WHAT YOU ARE ASKED TO DO
Decide whether each statement below agrees with the passage on tea, opium and Hong Kong, answering yes or no and quoting the deciding words. 1. Fermentation gives black tea a longer shelf-life than green tea. 2. The British fired on the walled city of Canton in 1842. 3. When her secret pre-dinner meals were exposed, the seventh Duchess of Bedford was ridiculed.

EXCERPT TO READ

##########

Britain would become global drug dealers to feed their own addiction. Opium – the plant from which heroin derives – was grown in Indian colonies and smuggled into China. Unsurprisingly, demand went through the roof. Chinese officials, troops and citizens got hooked, smoking away the days in opium dens. The government decided it had to get rid of the drug. Opium was seized and burned, and the British were pushed out of China. They retreated to a small, barren island – a sparse backwater of hamlets and fishing communities that would eventually come to be known as Hong Kong.
Tensions between Britain and China were high. After failed negotiations and escalating skirmishes, the British fired on the walled city of Canton in 1840, so beginning the first of the two armed conflicts known as the Opium Wars. China lost both, and in the ensuing negotiations, Britain was granted sovereign rule over Hong Kong for the next 156 years.
Across this tumultuous period, the commodity that started it all went through some big changes. Tea transformed as it passed hands from Chinese merchants to British gentry, back to Hong Kong locals.
The first big innovation was the shift from green to black. Both types of tea come from the same leaf, but black tea is fermented, giving it a stronger flavour and also increasing its shelf-life – perfect for shipping long distances. Before long, black tea overtook green in popularity in Britain.
To balance out the bitterness of black tea, some Brits began adding milk and sugar – though the rationale behind this was beyond improving the flavour. In the case of milk, people would pour it into the cup before the tea to prevent weak china cracking under the boiled water. Others have suggested that unscrupulous bosses would add milk to their workers’ tea to make the drink cool down quicker, thus reducing break times.
As for the addition of sugar, it was a status flex. Tea was initially consumed by the upper classes, so it only made sense to combine it with sugar, another ostentatious luxury at the time. Hosts would allow guests to add their own sugar to their drink, flaunting their wealth for all to see. All this tea decadence culminated with Anna Russel, the seventh Duchess of Bedford. To stave off hunger pangs before dinner, she would order a mini meal to be served to her boudoir in secret, consisting of tea, bread, butter, cakes, biscuits, scones and other niceties. When exposed, she was not ridiculed as feared, but instead her practise caught on and became known as afternoon tea.
British colonialists took these tea customs to Hong Kong. For a long time, their tea was served exclusively in hotels or high end restaurants – out of reach for most locals. But by the end of the Second World War, British habits began to finally trickle down into Hong Kong street culture. In 1950, cha chaan tengs began popping up. Informal, cheap and no-nonsense, these diners would serve Hong Kong-style Western cuisine to the masses. Here, after a history spanning thousands of years, crossing the continent and coming back, tea would be changed once more.

##########

(Items from a data source)

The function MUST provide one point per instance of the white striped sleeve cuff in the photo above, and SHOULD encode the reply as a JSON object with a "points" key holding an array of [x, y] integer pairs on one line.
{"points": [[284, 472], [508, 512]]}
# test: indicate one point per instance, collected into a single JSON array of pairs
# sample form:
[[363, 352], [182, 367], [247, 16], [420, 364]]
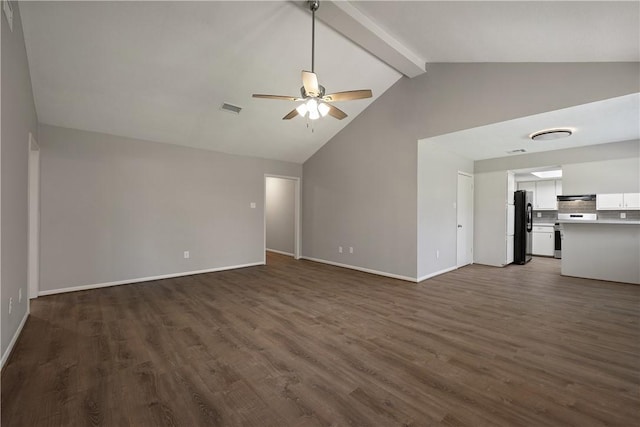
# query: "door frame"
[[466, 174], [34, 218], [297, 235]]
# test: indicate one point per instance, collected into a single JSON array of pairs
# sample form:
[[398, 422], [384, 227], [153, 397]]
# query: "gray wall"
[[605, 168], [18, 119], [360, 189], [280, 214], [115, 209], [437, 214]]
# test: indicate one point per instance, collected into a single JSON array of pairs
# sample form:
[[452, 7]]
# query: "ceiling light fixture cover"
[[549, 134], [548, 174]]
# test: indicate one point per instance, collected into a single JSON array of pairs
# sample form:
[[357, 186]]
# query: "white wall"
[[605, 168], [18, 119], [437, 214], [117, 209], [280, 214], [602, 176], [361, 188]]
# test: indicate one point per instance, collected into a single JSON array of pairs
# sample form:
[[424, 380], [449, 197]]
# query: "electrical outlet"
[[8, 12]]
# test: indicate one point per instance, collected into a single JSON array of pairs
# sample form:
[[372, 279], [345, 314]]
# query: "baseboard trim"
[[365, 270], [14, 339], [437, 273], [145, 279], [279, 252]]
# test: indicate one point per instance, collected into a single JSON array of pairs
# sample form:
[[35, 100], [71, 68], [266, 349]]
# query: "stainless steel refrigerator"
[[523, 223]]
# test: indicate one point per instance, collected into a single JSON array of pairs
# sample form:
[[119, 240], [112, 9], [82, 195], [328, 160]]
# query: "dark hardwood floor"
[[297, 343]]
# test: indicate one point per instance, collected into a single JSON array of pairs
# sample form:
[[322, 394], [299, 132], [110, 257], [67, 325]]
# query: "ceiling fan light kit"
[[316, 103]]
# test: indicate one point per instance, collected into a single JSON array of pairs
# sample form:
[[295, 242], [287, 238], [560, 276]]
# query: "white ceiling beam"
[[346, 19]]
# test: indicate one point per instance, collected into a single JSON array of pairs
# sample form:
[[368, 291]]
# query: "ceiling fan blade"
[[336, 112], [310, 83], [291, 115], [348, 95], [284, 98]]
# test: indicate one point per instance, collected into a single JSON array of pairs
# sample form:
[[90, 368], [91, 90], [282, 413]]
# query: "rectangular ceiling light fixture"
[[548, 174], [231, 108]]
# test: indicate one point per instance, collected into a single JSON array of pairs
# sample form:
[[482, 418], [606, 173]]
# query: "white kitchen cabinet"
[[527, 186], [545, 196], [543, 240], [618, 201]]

##########

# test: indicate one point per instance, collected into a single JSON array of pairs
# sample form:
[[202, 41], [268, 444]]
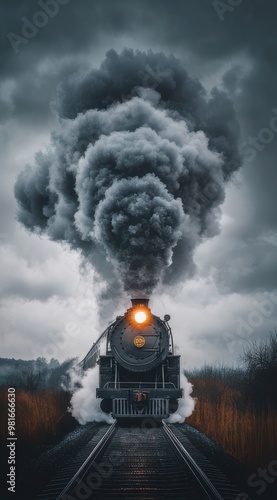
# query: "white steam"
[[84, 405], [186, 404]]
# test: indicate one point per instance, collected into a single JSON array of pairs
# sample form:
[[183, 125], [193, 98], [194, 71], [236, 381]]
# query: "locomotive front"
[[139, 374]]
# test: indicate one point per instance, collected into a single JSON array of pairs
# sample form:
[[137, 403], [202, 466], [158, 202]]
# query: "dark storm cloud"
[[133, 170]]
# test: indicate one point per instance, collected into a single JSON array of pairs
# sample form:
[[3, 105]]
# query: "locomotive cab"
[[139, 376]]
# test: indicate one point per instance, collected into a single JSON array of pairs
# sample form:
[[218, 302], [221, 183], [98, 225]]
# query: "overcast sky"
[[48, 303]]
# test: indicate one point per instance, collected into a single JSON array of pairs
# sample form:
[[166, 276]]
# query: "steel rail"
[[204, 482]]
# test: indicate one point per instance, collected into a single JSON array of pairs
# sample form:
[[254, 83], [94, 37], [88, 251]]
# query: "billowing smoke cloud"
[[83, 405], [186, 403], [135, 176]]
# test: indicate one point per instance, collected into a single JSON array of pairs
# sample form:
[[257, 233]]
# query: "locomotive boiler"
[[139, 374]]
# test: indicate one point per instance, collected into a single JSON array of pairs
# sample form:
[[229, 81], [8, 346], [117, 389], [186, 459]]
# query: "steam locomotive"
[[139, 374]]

##########

OUTPUT
1. Yes: "black tea is fermented, giving it a stronger flavour and also increasing its shelf-life"
2. No: "the British fired on the walled city of Canton in 1840"
3. No: "When exposed, she was not ridiculed as feared"